# [TASK DETAILS]
From the records below, copy each line in which the string "soldier" occurs.

━━━ INPUT FOR THIS TASK

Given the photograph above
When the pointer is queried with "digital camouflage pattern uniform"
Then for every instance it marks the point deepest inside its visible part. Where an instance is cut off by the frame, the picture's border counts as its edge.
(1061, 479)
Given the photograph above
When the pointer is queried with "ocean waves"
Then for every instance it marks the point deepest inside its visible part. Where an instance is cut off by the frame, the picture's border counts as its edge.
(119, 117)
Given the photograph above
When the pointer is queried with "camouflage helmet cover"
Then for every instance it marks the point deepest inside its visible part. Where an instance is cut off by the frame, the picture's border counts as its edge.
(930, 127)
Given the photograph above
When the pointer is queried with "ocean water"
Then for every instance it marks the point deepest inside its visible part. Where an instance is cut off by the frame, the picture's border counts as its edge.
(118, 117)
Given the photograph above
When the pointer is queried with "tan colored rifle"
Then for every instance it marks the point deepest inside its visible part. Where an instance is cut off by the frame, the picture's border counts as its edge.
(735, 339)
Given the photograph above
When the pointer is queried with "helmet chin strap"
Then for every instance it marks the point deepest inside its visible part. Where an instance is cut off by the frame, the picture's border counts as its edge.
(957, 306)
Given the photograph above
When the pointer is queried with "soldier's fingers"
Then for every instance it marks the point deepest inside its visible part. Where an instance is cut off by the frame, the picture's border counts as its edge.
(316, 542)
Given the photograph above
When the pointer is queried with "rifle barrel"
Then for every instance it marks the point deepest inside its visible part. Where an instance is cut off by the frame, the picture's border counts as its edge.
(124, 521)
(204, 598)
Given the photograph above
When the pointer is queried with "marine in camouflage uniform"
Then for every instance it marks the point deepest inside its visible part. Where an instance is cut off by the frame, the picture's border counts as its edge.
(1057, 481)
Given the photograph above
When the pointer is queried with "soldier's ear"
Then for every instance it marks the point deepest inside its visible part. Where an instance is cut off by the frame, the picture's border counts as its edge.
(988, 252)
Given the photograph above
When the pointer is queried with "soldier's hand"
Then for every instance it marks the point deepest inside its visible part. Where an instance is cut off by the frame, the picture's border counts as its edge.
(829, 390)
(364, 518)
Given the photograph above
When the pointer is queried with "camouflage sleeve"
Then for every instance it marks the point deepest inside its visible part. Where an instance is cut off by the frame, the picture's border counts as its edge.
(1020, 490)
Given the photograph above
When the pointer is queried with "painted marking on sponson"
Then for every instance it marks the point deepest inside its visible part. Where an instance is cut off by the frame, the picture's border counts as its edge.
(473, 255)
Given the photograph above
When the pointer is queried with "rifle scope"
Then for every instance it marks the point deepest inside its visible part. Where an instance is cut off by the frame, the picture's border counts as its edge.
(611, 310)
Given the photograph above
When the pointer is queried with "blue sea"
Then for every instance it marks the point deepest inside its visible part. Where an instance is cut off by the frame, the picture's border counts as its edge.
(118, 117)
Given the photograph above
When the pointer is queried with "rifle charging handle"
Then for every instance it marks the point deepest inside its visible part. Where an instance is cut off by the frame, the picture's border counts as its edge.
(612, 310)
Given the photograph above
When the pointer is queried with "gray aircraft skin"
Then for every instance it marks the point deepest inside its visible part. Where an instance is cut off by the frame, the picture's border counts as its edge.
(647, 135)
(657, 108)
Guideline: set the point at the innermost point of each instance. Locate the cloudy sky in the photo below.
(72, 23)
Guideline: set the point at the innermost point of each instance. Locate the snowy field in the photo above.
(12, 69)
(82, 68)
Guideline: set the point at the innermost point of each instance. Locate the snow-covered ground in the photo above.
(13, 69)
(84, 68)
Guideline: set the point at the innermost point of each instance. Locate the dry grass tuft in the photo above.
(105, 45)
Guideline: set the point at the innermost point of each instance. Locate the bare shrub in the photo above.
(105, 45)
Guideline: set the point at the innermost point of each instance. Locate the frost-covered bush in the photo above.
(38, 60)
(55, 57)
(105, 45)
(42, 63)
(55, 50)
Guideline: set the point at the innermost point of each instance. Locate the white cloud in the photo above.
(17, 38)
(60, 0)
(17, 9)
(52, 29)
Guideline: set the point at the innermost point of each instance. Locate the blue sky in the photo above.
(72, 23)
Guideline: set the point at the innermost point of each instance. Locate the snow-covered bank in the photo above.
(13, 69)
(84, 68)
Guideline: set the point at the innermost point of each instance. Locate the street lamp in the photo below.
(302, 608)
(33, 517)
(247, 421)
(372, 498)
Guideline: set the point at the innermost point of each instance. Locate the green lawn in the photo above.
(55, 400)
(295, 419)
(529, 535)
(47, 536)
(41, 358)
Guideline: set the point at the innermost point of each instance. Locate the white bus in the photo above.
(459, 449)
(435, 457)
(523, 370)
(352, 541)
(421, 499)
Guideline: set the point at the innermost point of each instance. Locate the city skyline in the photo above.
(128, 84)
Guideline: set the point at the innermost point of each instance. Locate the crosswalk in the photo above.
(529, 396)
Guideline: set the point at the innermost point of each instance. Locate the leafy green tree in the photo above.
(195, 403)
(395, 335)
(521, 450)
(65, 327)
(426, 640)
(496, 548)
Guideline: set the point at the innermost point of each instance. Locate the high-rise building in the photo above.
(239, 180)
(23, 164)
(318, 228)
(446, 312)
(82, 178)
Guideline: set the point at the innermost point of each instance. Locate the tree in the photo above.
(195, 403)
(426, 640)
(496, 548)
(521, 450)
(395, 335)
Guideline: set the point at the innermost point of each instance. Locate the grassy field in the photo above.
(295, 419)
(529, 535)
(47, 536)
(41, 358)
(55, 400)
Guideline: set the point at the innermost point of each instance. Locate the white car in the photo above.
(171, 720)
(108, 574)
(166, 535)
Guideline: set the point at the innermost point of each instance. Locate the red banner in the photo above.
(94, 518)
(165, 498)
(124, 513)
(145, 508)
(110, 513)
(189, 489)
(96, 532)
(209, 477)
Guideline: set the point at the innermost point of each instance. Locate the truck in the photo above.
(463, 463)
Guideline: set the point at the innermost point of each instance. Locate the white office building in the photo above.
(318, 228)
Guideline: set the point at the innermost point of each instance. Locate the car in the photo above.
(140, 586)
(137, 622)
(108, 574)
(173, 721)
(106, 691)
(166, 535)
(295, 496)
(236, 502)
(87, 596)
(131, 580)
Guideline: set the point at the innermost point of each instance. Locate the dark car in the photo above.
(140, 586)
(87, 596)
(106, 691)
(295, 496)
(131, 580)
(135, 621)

━━━━━━

# [SOLUTION]
When the pointer is queried with "soldier's fingers"
When the pointer is queried with "soldier's ear"
When the pointer is queried with "soldier's hand"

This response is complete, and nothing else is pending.